══ EXERCISE INPUT ══
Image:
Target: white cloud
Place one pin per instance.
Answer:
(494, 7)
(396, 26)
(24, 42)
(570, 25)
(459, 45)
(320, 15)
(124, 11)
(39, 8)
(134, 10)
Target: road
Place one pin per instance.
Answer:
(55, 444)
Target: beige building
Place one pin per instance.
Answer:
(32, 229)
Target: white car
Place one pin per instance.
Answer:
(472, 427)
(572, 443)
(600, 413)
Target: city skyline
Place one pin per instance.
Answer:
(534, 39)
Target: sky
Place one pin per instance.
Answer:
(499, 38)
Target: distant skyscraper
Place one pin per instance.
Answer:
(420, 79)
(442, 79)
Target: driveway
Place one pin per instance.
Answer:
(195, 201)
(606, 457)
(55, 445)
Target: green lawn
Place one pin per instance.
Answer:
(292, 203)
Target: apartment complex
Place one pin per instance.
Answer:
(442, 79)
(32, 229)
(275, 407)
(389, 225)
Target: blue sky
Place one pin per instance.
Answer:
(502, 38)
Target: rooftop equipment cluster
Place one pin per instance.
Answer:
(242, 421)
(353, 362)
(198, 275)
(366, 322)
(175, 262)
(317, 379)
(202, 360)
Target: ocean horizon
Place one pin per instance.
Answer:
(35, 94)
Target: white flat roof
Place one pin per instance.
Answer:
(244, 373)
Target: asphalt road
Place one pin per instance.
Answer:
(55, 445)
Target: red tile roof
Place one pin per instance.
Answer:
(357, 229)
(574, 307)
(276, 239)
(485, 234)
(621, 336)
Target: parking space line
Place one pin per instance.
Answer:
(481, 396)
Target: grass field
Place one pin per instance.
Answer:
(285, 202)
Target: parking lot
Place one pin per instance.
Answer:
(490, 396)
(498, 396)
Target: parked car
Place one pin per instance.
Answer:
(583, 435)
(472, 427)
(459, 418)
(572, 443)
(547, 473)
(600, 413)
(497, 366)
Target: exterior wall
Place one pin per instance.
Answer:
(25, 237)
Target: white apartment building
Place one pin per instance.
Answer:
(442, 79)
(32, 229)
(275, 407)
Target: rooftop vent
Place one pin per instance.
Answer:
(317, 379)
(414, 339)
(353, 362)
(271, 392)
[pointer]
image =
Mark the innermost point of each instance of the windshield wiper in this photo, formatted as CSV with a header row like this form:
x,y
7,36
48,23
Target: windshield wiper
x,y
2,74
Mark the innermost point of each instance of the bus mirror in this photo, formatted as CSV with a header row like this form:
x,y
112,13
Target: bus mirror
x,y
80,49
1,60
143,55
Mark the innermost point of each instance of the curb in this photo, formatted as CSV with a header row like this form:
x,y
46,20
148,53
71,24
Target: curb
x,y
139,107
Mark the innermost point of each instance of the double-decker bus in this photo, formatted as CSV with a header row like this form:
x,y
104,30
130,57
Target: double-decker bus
═══
Wherever the string "building" appears in the records, copy the whole line.

Target: beige building
Target: white apartment building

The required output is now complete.